**DIRECTION**
Pull out each line in the rows below that contains the word "train" and copy it over unchanged. Only matches with the same capitalization count.

[Saved entries]
[start]

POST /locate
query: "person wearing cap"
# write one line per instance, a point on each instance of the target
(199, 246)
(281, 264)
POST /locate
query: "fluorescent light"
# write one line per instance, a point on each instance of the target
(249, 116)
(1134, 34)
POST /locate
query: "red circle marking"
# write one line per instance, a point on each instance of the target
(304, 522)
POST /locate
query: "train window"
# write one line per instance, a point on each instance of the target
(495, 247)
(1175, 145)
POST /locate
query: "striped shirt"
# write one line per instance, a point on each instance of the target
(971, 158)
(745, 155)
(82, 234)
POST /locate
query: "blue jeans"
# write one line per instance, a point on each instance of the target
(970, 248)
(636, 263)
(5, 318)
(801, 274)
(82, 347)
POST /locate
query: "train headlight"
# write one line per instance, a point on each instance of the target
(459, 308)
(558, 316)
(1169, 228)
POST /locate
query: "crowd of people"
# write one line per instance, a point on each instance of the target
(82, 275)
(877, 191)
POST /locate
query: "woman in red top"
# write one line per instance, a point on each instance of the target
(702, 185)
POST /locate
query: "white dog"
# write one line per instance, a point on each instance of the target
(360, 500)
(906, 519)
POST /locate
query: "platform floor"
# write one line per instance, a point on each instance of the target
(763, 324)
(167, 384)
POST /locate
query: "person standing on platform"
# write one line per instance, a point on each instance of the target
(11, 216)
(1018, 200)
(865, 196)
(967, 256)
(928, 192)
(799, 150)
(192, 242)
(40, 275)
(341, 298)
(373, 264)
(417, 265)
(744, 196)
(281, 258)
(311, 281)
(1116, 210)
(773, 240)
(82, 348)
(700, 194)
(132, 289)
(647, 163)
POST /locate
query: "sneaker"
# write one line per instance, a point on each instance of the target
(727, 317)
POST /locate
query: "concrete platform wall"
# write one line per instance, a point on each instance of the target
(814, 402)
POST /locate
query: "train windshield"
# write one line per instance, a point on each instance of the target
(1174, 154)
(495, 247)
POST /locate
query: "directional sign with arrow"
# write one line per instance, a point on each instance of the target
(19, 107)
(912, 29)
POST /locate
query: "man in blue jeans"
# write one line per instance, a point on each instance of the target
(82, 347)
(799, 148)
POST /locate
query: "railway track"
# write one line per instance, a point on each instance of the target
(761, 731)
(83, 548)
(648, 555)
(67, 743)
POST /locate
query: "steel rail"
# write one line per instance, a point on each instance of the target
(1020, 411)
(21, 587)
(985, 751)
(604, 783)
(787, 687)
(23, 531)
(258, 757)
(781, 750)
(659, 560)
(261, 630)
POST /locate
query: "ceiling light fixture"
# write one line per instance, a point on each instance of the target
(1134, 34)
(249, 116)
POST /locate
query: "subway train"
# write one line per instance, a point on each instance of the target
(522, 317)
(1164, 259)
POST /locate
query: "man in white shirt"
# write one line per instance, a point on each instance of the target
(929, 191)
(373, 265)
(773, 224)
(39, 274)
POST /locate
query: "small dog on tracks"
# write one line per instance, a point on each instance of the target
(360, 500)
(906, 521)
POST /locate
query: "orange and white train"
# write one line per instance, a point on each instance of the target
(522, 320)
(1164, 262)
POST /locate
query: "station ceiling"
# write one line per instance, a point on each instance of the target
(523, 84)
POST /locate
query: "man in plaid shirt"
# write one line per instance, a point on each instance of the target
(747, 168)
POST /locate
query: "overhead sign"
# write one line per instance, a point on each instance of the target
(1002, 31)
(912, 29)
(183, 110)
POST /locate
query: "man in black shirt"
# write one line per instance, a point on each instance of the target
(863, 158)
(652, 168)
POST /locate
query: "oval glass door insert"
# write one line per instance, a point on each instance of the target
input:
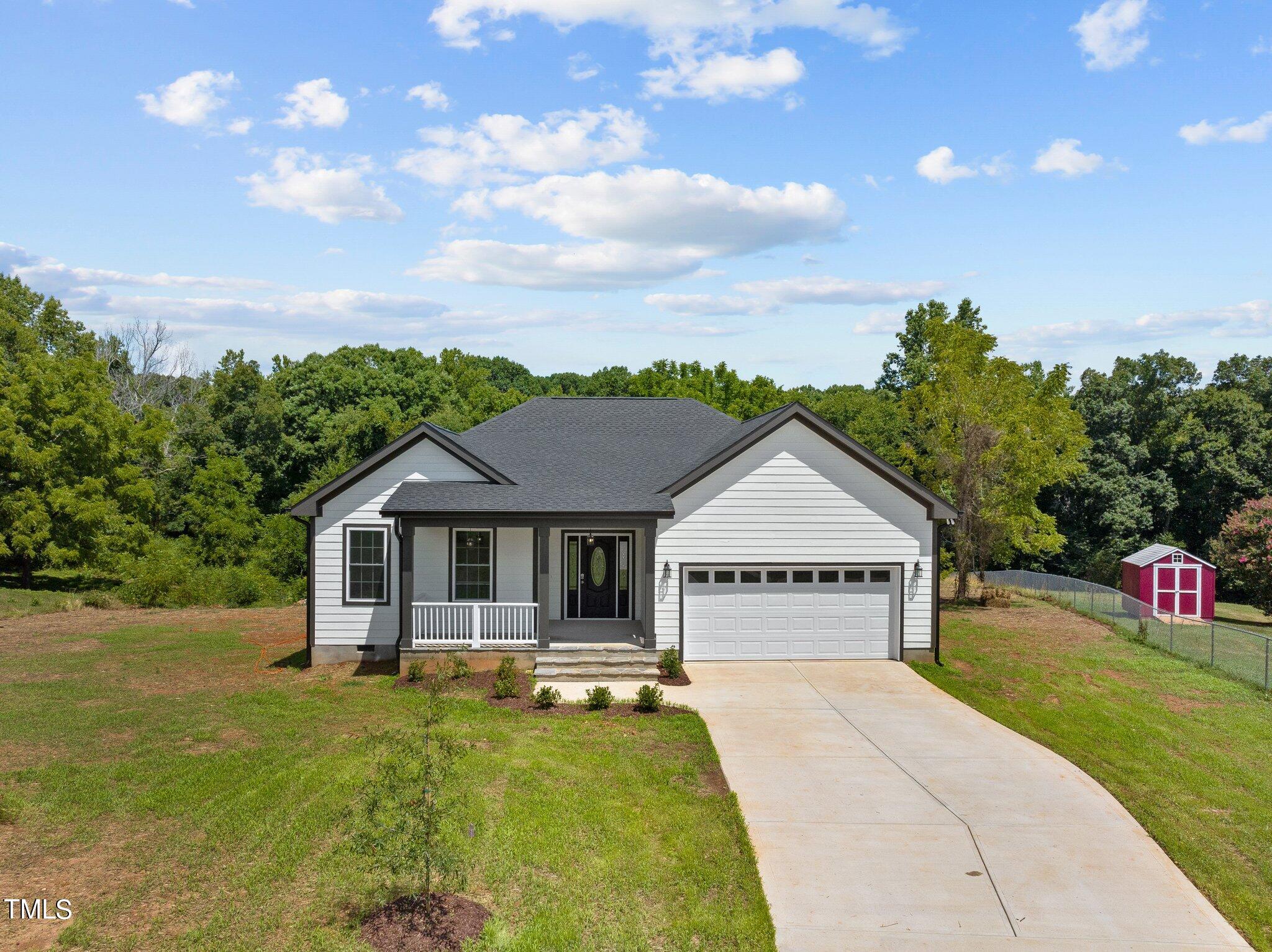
(598, 567)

[end]

**THE OUTPUT**
query: "train window"
query: "train headlight"
query: "train windshield"
query: "subway train"
query: "orange and white train"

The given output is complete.